==== TASK INPUT
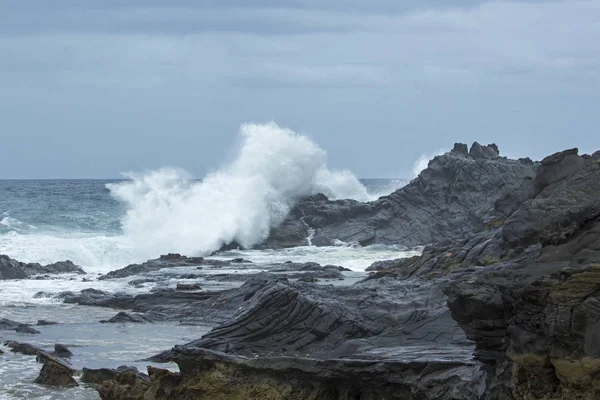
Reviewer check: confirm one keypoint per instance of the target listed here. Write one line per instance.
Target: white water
(238, 203)
(168, 212)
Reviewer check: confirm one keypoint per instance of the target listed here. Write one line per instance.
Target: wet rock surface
(167, 261)
(12, 269)
(55, 374)
(6, 324)
(503, 302)
(451, 199)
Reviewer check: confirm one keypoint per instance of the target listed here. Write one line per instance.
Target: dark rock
(43, 322)
(62, 351)
(12, 269)
(451, 199)
(167, 261)
(479, 152)
(460, 148)
(22, 348)
(27, 329)
(98, 298)
(6, 324)
(188, 287)
(99, 376)
(123, 317)
(125, 386)
(54, 374)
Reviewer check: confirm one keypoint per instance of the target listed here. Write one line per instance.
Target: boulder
(54, 374)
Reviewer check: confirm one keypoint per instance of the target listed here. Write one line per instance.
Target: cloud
(497, 42)
(362, 70)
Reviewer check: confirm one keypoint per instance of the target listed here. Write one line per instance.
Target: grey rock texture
(12, 269)
(453, 198)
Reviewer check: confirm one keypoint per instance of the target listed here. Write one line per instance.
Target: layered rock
========
**ABOUT THIS EXERCISE**
All entries need repeating exactly, but without the pictures.

**RESPONSE FOR THIS EXERCISE**
Reviewer check: confirm one keypoint per instance of the target listed here. Write one line per instance.
Target: white water
(238, 203)
(168, 212)
Reviewer check: confirm one keypoint per instance of the target listed here. Write one line per instance.
Target: wet rock surface
(167, 261)
(12, 269)
(55, 374)
(6, 324)
(503, 302)
(451, 199)
Reviewer check: confirm one keypoint per instance of the target listed here. Write one line per instance.
Target: dark rock
(43, 322)
(62, 351)
(12, 269)
(451, 199)
(167, 261)
(479, 152)
(460, 148)
(22, 348)
(27, 329)
(98, 298)
(6, 324)
(188, 287)
(99, 376)
(123, 317)
(125, 386)
(54, 374)
Reviewer check: confirm one keypoint per instance of the target listed here. Write one line per instance.
Target: boulder
(54, 374)
Reviewer check: confirm one keypoint per instance of the target listed here. Write one line per instance.
Target: cloud
(497, 42)
(362, 70)
Reviewer check: confirm one keypoint per instance of the target listed here. Write one line per instance.
Target: grey rock texture
(12, 269)
(453, 198)
Reviewer check: confirm one keypoint per instance of the target listed here. Write one line per instance.
Target: layered rock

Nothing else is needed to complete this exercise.